Intenta proseguir. Sólo le salen treguas, resonancias de esos guiones que puso en lo ya escrito y cuando le convino en lugar de puntos y comas o de comas a secas: "Todavía existe la buena Poesía, juntémonos a su alrededor y oigamos lo que nos dice. El volcán ruge, mientras ruja tenemos tiempo para la danza, el canto, la Poesía, si viene la lava nos acogerá en nuestro mejor momento".
Ha transcurrido hora y pico. O tal vez nada. Me levanto para el ensayo de la despedida, miro de cerca las fotografías familiares y el cuadro de Judith Westphalen que están colgados de las paredes de este cuarto. Sólo ahora me doy cuenta, al volverme, al perder su perfil por un instante, que el poeta encamado lleva puesto, en la mano derecha, un guante de lana gris. Llegan, sin pedirnos permiso, sus versos matinales: "He abandonado mi cuerpo / Como un guante que deja la mano libre". Y se desliza el título de Martín Adán: La mano desasida. Y ahora su voz, con voz de otro, repite: "Yo ya no escribo nada..."
Procuro desviar su atención hacia unos ejemplares, que acabo de adquirir en Arequipa, de aquella espléndida revista suya, Las Moradas, donde literatura, ciencia y artes plásticas entremezclaban lucidez y entusiasmo.
-En eso me gasté toda la plata...
Juego ya al cuestionario, sin ton ni son:
-¿Qué jóvenes poetas peruanos le interesan a usted?
-Después de Sologuren...
-¿Y no vienen a verle los que empiezan?
-Que no vengan, mejor que no vengan...
Y, mientras yo me río, le da por preguntar:
-En caso de no poder ir yo a recoger el premio, ¿se incomodarían conmigo en España?
-Lo lógico, en tal caso, sería que se lo trajesen hasta aquí.
-¡Huy!
Nos vamos despidiendo. Le he recordado su Emblemática: "Toca un cuerpo de modo que absorba con la palma esa extraña electricidad que se enciende al contacto". Y, cariñoso en su perfil inmóvil, dice por último:
-No crea que no agradezco su visita.
○ ○ ○ ○ ○ ○ ○
Conjunto de tareas ->
a: Reproduce el texto proporcionado desde "-Lo lógico, en" hasta "agradezco su visita.", ambos incluidos, sustituyendo "visita" por "compañía".
b: Según el texto proporcionado, ¿qué lleva puesto el poeta encamado en la mano derecha?
c: Continúa el relato de la visita al poeta a partir de su última frase.
El material no tiene ningún papel aquí.

[Entradas de datos guardadas]
○ ○ ○ ○ ○ ○ ○
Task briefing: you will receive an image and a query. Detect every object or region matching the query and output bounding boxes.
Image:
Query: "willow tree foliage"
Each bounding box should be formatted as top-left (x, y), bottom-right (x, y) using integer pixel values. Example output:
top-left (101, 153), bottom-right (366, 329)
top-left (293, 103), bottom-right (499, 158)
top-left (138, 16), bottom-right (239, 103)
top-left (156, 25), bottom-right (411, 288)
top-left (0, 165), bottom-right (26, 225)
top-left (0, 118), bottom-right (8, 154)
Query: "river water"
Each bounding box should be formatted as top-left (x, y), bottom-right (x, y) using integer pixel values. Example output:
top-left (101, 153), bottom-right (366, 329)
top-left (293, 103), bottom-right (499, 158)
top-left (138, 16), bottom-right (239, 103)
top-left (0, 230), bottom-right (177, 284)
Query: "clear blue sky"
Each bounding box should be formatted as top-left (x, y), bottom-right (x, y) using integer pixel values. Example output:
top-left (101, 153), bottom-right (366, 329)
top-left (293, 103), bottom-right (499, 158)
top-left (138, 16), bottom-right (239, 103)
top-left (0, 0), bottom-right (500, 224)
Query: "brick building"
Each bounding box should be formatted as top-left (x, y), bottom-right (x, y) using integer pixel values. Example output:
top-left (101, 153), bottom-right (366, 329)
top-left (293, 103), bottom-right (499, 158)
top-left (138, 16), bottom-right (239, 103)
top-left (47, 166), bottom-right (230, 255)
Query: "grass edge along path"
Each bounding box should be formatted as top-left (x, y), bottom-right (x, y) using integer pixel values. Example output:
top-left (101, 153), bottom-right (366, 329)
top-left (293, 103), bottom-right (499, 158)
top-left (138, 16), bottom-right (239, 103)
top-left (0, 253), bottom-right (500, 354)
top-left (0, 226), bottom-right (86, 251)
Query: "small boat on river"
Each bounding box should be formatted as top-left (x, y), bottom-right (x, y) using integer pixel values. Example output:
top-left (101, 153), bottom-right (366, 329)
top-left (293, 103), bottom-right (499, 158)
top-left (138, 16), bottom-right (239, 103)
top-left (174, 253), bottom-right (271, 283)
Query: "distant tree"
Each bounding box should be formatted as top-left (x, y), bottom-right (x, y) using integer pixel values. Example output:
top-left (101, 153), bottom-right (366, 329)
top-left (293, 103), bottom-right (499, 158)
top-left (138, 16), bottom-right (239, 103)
○ ○ ○ ○ ○ ○ ○
Resultados por tarea ->
a:
-Lo lógico, en tal caso, sería que se lo trajesen hasta aquí.
-¡Huy!
Nos vamos despidiendo. Le he recordado su Emblemática: "Toca un cuerpo de modo que absorba con la palma esa extraña electricidad que se enciende al contacto". Y, cariñoso en su perfil inmóvil, dice por último:
-No crea que no agradezco su compañía.

b: Un guante de lana gris.

c:
Algo tristón, salgo a la calle, paseo por Chorrillos. Después de muchos días de grisura y garúa, veo que en Lima, acaso como adiós a este invierno, se ha puesto por entero a lucir el sol. Esta ciudad -"fea" para Westphalen", "horrible" para Salazar Bondy- me parece hermosísima, esta tarde de sábado, sin importarme el ruido de los coches o el infernal volumen de los altavoces (en taxis, restaurantes y jardines públicos, con·sobredosis de Corazón partío y valses torturados por Eva Ayllón), ni tampoco las manifestaciones constantes contra la reelección de Fujimori, El Chinito. Porque, después de todo, sé que Emilio Adolfo Westphalen, además de poeta excepcional, ha sido siempre un fingidor de abstenciones. Y que alcanzó la perfección en lo que reconoce antigua y esmerada habilidad a su cargo: "hacerse el muerto para no ser reenarcado".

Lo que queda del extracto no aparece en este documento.